Document segment:
>> BEGIN

PostgreSQL to Kafka Data Replication

NineData Data Replication supports replicating PostgreSQL data to Kafka topics.

Overview

Use this page to create a PostgreSQL to Kafka replication task and understand the JSON payload written to each Kafka topic.

Before you begin

Add the source PostgreSQL data source and target Kafka data source to NineData. For instructions, see Add data sources.
The target system is Kafka 0.10 or later.
Make sure the source account has the following permissions:
Replication type
Permissions
Full Replication CONNECT, SELECT
Incremental Replication SUPERUSER
For incremental replication, open postgresql.conf and configure the following parameters. If you do not know the file location, run SHOW config_file; in the psql client.
- The wal_level parameter of the source data source must be logical. To confirm the current value, run SHOW wal_level in the client.

>> END

Material shown:
>> BEGIN

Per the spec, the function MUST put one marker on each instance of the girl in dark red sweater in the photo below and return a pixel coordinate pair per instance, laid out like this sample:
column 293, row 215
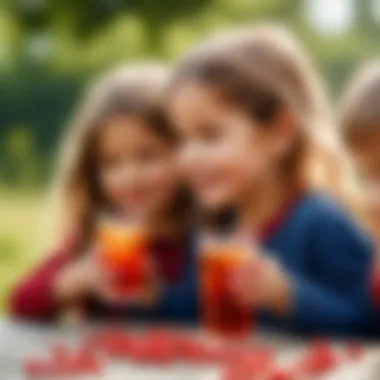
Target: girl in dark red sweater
column 119, row 159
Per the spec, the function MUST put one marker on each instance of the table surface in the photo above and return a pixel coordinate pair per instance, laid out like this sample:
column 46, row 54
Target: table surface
column 19, row 342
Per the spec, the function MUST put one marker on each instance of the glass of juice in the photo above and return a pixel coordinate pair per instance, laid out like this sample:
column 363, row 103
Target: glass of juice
column 124, row 253
column 222, row 314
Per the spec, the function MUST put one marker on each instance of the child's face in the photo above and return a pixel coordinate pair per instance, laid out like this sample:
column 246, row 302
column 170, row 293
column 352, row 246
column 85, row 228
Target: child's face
column 138, row 173
column 367, row 161
column 223, row 154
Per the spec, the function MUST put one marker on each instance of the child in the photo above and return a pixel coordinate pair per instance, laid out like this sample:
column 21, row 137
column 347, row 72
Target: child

>> END

Problem to solve: Pick up the PostgreSQL to Kafka replication guide after its last sentence and write the next part.

The response:
- Set wal_sender_timeout to 0. This parameter interrupts replication connections that stay idle for longer than the configured number of milliseconds. The default value is 60000 milliseconds. Setting it to 0 disables the timeout. To confirm the current value, run SHOW wal_sender_timeout in the client.
- Set max_replication_slots to a value greater than 1. This parameter specifies the maximum number of replication slots that the server supports. The default value is 10.
- Set max_wal_senders to a value greater than 1. This parameter specifies the maximum number of concurrent WAL sender connections. The default value is 10. To confirm the current value, run SHOW max_wal_senders in the client.

Replication type	Permissions
Full Replication	CONNECT, SELECT
Incremental Replication	SUPERUSER

Restrictions

Before you run a replication task, assess the performance of the source and target data sources. Run full replication during off-peak hours when possible because the initial load consumes read and write resources.
Each replicated table must have a primary key or a unique constraint, and column names must be unique. Otherwise, duplicate rows may be replicated.

Procedure

Sign in to the NineData Console.
In the left navigation pane, click Replication > Data Replication.
On the Replication page, click Create Replication.

On the Source & Target tab, configure the fields in the table, and click Next.

Parameter	Description
Name	Enter a name for the data synchronization task. To make the task easier to find and manage later, use a meaningful name. Up to 64 characters are supported.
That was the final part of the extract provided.